After the preliminary screening of abnormal trajectories, the next step is to judge the abnormal type using the mobile feature. We first discuss the types and definition of abnormal behavior, then analyze the characteristics of different types and introduce their judgment methods.
2.3.1. Abnormal Pattern Definition
The motion type embodies the basic characteristics of trajectory movement. The extraction and definition of the motion type initially involve extracting the motion characteristics of the trajectory, which can help us further judge the abnormal patterns. We used the Martino–Saltzman typology method [
26] to define the motion types, which is the most widely acknowledged model. Based on this model, the motion types are defined as follows:
Definition 1. direct: locomotion from a point to a destination along a straightforward path without significant indecision.
Definition 2. pacing: back and forth locomotion between two points, for which the directional heading is reversed.
Definition 3. lapping: circuitous locomotion revisiting, at least, three points sequentially along the path with several directional changes.
Definition 4. random: locomotion along a haphazard path with multiple changes in direction and several instances of indecision at any point along the path.
The motion types represent and define the initial movement characteristics of the trajectory, and the next critical step is to construct the relationship between the motion type and abnormal pattern.
In view of the characteristics of common crimes’ preparation [31], abnormal behaviors before a crime mainly include wandering, scouting, random walking, and trailing. Definition 5. wandering: circuitous locomotion revisiting, at least, three points sequentially along the path with several directional changes.
The main feature of wandering behavior is to walk around a place repeatedly. The existing wandering behavior research mainly focuses on the abnormal behavior of patients with Alzheimer’s disease [7,32]. Definition 6. scouting: the same person has at least two similar wandering behavior trajectories.
Before committing a crime, most criminals will wander around the crime scene many times to ascertain the situation. Therefore, scouting behavior is the important characteristic of crime preparation, and Chinese law stipulates that scouting a spot is one of the important preparations for crimes. Since scouting behavior often lasts for multiple days, we can define it as a multi-day wandering behavior.
Definition 7. random walking: locomotion along a haphazard path with multiple changes in direction and several instances of indecision at any points along the path.
Random crimes are a common type of conventional crime. In random crimes, criminals tend to randomly walk around the crime site, choose the crime site and objects at any time, and commit crimes such as theft.

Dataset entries

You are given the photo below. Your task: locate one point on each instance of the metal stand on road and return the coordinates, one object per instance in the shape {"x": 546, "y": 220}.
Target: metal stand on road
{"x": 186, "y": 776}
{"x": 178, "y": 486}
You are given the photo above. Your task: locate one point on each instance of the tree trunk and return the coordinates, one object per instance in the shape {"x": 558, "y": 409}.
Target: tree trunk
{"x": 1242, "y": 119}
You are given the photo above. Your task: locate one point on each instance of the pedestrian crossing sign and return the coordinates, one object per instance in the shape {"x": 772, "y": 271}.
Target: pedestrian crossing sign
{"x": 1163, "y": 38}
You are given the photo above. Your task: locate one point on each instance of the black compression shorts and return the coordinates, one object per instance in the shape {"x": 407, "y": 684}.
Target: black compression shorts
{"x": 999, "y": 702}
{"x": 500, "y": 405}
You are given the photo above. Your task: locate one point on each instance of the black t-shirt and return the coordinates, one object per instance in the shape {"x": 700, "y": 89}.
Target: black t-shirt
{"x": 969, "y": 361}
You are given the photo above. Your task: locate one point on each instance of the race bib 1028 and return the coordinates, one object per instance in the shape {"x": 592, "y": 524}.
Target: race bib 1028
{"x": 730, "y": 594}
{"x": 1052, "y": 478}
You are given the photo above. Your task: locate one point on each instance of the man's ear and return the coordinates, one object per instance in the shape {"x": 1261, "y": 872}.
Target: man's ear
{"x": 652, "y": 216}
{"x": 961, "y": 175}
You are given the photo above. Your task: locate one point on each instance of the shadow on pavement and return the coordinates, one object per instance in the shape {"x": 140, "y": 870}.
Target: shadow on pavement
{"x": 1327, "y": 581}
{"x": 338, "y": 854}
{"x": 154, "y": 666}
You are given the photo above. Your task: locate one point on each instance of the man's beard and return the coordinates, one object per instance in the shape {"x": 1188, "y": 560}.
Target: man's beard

Problems to work on:
- 1) Print the portion of the passage on abnormal movement patterns starting at "The motion types represent" and ending at "and abnormal pattern.", with every word and mark unchanged.
- 2) Carry on the passage on abnormal movement patterns, picking up right after its final sentence.

Responses to the exercise:
- 1)
The motion types represent and define the initial movement characteristics of the trajectory, and the next critical step is to construct the relationship between the motion type and abnormal pattern.

- 2)
Definition 8. trailing: two persons take similar trajectories, and one person walks behind another.
Criminals usually follow the target person before committing a crime. Trailing behavior means that criminals follow the target person in a certain area, then follow him or on his side. Regardless of whether the target person moves forward or turns, criminals will follow him/her closely. Trailing behavior is an important crime preparation, and Chinese law lists it as one of the crime preparations.
Since wandering, scouting, and random walking behaviors can be determined by the characteristics of a single person’s trajectory, we divide them into a large set of categories and discuss their characteristics and judgment methods in the first section. Trailing behavior requires analyzing the trajectory of two people and will be discussed in the next section.
2.3.2. Wandering, Scouting, and Random Walking Behaviors’ Identification
In order to determine wandering, scouting, and random walking behaviors, we first examined the original trajectory to extract the motion type of the trajectory and further determine the type of abnormal activity pattern. The basic process of identification is shown in
Figure 3.
The set of abnormal trajectory ids
Z screened through Formula (
7) needs to distinguish the trajectory movement behavior first and then further determine the behavior pattern of the trajectory according to the movement behavior.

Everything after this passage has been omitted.